■ INSTRUÇÕES ■
1/ Transcreva do texto sobre as serpentes e a Amazônia o trecho que começa em "As serpentes e" e termina em "ofídicos na região.".
2/ Dê continuidade ao texto sobre as serpentes e a Amazônia, começando logo após a última frase apresentada.

As serpentes e a Amazônia
Ana Maria dedica toda sua formação pessoal ao conhecimento que teve da realidade de muitos colegas de outros países, alguns emergentes. Mas foi no Brasil que uma grande paixão apareceu: a cientista viu na Amazônia, a maior floresta tropical do mundo e região onde mais ocorre acidente ofídico no país, a chance de se aprofundar ainda mais nos estudos de venenos e toxinas.
“Tem várias vertentes para estudar veneno. Uma é estudar veneno para procurar novas drogas, outra, para entender a ecologia da serpente e outra, com que eu mais me identifiquei, era para ajudar no tratamento dos pacientes que sofrem acidentes ofídicos”, diz ela. A pesquisadora partiu para o norte brasileiro e começou a estudar a Bothrops Atrox, nome científico da jararaca-do-norte, responsável por 90% dos acidentes ofídicos na região.

■ REGISTROS ■

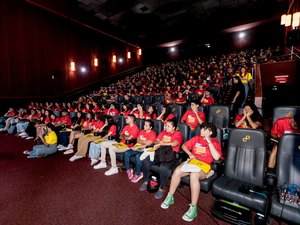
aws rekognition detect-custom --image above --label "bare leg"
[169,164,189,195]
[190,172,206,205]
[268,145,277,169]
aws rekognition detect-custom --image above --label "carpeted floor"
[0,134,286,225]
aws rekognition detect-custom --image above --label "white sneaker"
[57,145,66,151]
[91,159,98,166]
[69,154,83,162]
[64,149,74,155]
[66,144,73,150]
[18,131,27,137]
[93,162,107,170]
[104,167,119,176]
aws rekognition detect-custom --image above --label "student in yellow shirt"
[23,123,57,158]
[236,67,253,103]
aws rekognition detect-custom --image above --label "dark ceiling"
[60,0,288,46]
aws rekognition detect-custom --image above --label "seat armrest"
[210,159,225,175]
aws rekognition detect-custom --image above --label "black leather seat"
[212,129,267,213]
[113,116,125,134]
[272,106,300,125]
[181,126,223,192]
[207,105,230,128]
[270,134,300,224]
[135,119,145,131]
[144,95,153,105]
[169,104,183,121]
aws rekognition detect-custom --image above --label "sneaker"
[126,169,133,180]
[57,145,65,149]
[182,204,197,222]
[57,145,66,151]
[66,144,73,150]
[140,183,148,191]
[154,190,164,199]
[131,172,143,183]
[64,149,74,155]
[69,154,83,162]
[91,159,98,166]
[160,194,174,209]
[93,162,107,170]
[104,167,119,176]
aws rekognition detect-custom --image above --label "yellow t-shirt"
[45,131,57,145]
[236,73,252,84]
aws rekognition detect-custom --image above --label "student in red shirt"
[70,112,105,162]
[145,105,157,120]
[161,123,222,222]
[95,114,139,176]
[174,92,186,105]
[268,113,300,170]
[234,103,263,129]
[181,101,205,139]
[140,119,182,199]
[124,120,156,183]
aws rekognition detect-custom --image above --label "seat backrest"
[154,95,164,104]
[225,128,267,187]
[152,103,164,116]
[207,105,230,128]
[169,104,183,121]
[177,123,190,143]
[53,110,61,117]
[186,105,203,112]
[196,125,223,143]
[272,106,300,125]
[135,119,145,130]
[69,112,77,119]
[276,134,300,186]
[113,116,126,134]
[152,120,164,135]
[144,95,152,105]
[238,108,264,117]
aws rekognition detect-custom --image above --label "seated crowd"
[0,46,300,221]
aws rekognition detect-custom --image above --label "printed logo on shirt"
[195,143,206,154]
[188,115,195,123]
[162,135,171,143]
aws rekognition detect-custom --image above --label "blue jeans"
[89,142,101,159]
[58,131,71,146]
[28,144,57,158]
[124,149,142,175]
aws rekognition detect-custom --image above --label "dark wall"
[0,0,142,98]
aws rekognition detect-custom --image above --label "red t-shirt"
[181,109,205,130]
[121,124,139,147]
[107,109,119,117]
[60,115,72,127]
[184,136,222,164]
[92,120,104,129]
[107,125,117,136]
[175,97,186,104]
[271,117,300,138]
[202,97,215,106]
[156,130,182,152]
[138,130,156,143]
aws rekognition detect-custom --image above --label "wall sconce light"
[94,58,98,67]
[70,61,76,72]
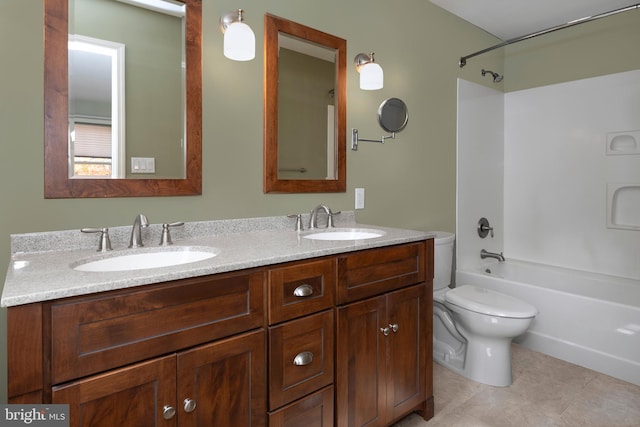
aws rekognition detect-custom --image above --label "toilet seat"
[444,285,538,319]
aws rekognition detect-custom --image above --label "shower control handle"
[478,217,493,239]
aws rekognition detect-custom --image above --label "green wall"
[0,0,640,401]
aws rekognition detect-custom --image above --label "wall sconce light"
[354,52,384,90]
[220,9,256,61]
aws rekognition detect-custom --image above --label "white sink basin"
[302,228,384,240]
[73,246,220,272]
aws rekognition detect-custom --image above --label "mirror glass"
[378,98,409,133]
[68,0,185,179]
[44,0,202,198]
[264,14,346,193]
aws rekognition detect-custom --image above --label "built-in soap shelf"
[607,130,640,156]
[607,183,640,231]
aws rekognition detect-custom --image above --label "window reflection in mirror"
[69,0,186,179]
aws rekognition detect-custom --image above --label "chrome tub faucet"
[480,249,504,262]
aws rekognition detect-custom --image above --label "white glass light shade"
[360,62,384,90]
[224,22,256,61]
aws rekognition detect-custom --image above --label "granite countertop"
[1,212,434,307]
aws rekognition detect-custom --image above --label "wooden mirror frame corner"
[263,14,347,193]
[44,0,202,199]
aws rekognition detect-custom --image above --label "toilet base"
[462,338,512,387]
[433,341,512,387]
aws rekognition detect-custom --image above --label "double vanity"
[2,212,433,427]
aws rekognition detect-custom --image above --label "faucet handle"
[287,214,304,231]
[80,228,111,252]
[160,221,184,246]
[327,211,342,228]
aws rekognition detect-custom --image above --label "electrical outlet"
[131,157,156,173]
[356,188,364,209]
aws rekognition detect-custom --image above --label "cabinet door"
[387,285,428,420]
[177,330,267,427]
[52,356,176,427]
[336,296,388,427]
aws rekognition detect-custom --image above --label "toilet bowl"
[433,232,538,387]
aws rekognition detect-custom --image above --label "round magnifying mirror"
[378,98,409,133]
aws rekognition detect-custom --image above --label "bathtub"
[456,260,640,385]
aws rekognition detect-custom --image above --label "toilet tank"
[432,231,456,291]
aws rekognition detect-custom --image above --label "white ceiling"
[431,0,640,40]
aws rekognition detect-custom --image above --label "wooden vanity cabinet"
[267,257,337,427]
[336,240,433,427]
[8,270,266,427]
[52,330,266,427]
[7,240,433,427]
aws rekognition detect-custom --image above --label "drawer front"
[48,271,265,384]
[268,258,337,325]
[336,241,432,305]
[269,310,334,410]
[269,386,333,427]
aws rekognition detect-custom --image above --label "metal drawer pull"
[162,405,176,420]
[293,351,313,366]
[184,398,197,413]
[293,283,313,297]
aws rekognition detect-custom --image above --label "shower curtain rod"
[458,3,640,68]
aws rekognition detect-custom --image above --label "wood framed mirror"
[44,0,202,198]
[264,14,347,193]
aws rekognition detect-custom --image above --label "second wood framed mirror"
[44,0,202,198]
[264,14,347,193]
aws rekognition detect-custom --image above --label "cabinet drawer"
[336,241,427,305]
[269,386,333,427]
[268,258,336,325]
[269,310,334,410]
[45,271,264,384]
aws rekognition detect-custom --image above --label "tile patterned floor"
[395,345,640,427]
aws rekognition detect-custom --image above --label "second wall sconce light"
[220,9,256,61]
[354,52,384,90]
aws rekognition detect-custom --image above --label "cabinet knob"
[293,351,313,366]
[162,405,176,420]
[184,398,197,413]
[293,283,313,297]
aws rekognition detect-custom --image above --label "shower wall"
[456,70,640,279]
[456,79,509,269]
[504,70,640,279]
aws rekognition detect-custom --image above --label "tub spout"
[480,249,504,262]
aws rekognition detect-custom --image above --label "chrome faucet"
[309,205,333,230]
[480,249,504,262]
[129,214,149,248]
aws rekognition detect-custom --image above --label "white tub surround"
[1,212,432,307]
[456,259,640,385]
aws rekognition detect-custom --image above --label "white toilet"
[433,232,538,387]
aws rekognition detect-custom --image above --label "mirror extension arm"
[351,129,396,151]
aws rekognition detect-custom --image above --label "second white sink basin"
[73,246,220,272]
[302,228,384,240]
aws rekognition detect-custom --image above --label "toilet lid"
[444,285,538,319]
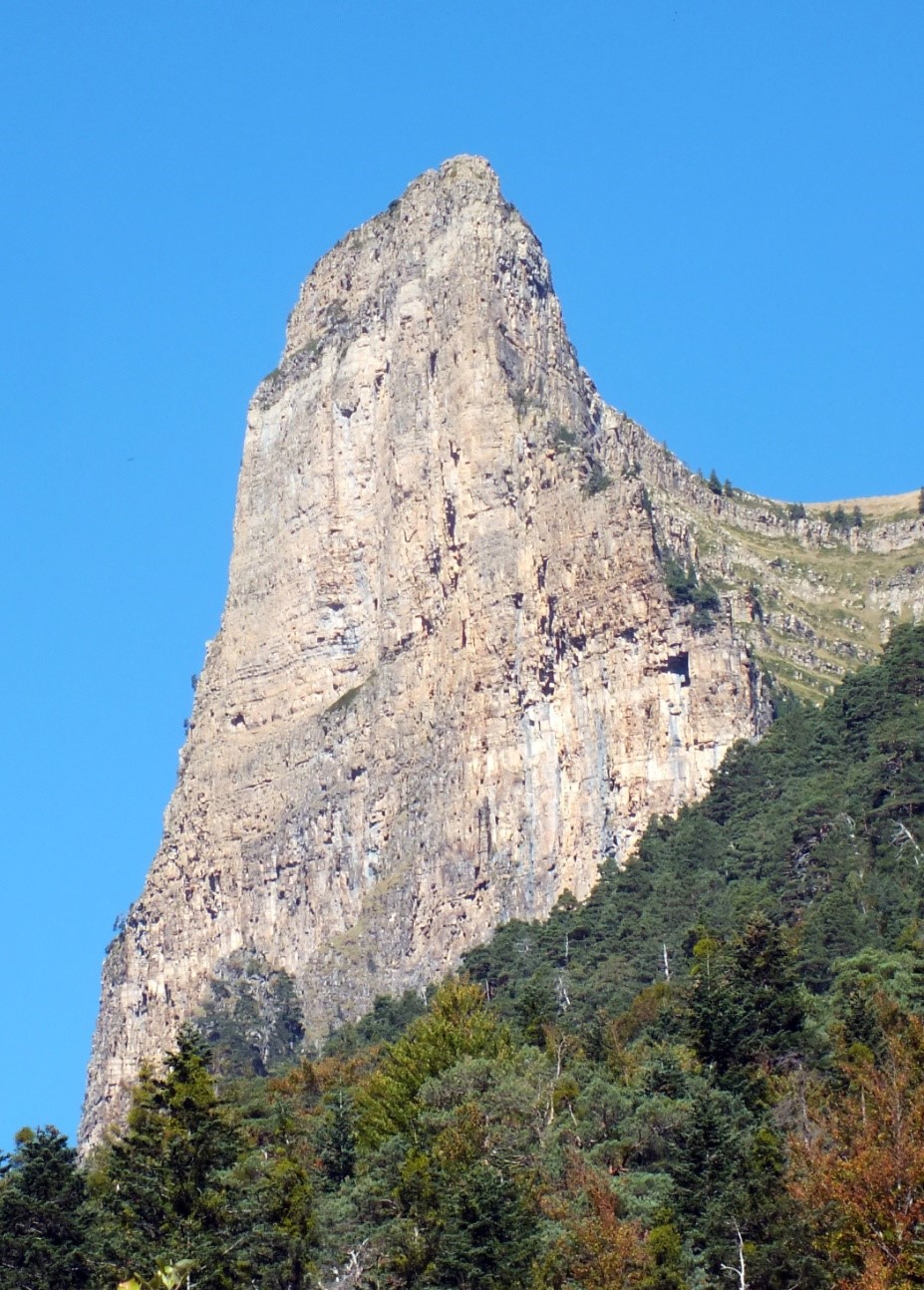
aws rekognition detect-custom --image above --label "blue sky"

--

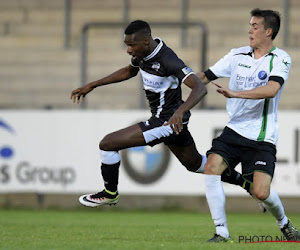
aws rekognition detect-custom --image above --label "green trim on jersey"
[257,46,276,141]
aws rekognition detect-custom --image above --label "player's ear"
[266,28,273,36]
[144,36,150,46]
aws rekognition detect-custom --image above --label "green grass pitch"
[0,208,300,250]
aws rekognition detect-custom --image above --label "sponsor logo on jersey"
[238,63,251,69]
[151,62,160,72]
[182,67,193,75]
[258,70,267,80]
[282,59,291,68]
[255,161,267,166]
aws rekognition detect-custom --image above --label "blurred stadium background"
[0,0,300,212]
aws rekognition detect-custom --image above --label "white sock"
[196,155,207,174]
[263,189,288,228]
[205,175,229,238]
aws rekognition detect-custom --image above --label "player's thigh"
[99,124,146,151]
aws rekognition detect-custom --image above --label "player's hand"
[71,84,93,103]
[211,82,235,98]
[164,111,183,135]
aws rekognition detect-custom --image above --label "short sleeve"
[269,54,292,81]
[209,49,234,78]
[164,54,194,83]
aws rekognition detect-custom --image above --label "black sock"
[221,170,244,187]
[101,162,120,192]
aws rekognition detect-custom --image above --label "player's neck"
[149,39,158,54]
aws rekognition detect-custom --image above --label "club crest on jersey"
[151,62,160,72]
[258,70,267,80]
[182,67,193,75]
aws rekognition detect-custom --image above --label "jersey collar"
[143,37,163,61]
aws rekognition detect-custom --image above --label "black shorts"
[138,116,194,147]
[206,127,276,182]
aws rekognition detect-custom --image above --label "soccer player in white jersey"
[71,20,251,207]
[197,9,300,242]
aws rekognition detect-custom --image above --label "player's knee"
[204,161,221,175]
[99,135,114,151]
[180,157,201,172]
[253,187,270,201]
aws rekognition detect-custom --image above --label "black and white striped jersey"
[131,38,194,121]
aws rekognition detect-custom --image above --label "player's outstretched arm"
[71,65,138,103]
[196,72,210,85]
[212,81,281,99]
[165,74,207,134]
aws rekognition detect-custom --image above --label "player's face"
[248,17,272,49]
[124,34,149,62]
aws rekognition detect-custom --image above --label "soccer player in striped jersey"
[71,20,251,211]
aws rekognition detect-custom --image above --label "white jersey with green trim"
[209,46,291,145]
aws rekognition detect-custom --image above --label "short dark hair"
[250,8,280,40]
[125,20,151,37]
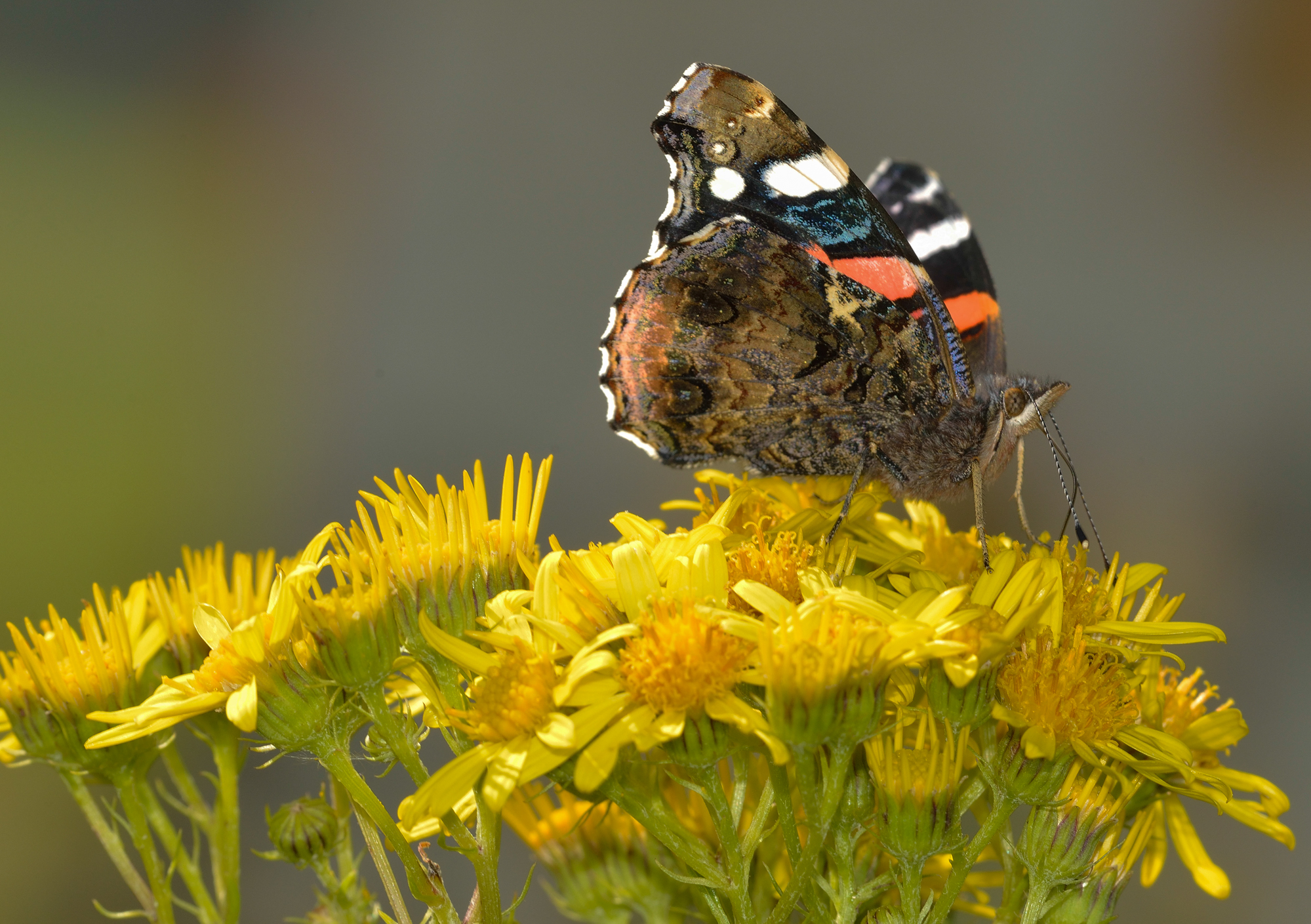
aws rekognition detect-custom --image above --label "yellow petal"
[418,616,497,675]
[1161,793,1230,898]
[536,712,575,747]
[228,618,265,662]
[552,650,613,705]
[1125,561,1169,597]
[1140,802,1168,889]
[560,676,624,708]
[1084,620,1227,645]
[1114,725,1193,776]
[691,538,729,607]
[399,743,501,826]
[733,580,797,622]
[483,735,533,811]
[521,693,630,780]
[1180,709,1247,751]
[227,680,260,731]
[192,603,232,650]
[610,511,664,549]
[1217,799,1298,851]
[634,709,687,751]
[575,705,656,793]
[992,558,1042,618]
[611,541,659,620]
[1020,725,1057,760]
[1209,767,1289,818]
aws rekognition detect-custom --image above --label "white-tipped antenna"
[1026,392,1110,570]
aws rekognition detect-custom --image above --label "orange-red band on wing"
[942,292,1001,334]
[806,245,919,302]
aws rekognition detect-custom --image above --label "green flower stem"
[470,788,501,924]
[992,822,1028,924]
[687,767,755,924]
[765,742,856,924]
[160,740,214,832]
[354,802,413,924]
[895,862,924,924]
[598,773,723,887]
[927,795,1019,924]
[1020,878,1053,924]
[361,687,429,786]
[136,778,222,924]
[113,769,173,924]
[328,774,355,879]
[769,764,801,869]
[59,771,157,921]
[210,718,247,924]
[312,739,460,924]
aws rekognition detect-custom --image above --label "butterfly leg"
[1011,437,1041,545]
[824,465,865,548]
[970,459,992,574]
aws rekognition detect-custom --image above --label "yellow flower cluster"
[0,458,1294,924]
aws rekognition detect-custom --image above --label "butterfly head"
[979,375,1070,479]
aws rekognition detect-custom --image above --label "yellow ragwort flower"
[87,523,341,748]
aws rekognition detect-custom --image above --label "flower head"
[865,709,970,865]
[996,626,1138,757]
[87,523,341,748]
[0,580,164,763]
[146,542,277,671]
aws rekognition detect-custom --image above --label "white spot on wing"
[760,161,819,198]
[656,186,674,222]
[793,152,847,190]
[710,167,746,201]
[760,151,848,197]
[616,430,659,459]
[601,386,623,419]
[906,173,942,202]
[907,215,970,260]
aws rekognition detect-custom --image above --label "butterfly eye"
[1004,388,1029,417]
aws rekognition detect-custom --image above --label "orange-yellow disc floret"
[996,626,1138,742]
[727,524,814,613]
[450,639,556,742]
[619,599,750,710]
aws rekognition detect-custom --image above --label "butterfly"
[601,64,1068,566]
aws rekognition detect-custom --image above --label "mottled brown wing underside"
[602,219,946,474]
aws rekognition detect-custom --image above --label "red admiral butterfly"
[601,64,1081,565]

* * *

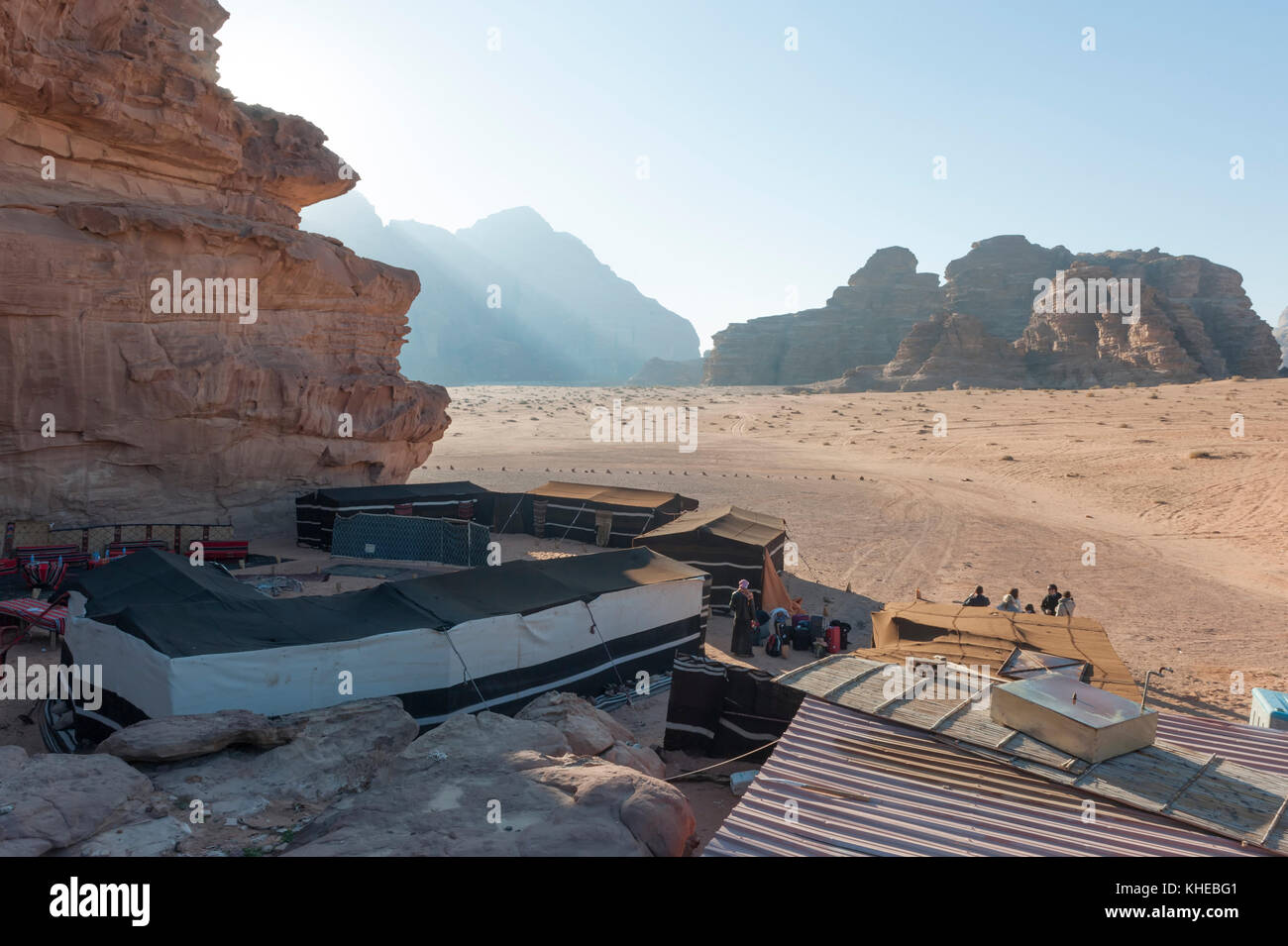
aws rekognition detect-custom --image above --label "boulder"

■ RESPOSTAS POR TAREFA ■
1/
As serpentes e a Amazônia
Ana Maria dedica toda sua formação pessoal ao conhecimento que teve da realidade de muitos colegas de outros países, alguns emergentes. Mas foi no Brasil que uma grande paixão apareceu: a cientista viu na Amazônia, a maior floresta tropical do mundo e região onde mais ocorre acidente ofídico no país, a chance de se aprofundar ainda mais nos estudos de venenos e toxinas.
“Tem várias vertentes para estudar veneno. Uma é estudar veneno para procurar novas drogas, outra, para entender a ecologia da serpente e outra, com que eu mais me identifiquei, era para ajudar no tratamento dos pacientes que sofrem acidentes ofídicos”, diz ela. A pesquisadora partiu para o norte brasileiro e começou a estudar a Bothrops Atrox, nome científico da jararaca-do-norte, responsável por 90% dos acidentes ofídicos na região.

2/
Por anos, Ana Maria estudou os venenos das jararacas de diferentes cidades para avaliar se o soro do Butantan era eficiente. Nessa jornada, passou por municípios como Manaus (AM), Santarém (PA) e Cruzeiro do Sul (AC). “Tem veneno que mata e tem veneno que aleija, depende da quantidade de veneno que a serpente injeta, do local onde ela pica, do tempo que a pessoa demora para chegar ao hospital. O município de Santarém, por exemplo, é gigante e tem soro em apenas dois lugares. Se uma pessoa da comunidade ribeirinha em Tapajós é picada, ela tem que pegar o barco e subir o rio. Em até três horas é possível cuidar da pessoa. Passando disso, começa a complicar a situação”, explica.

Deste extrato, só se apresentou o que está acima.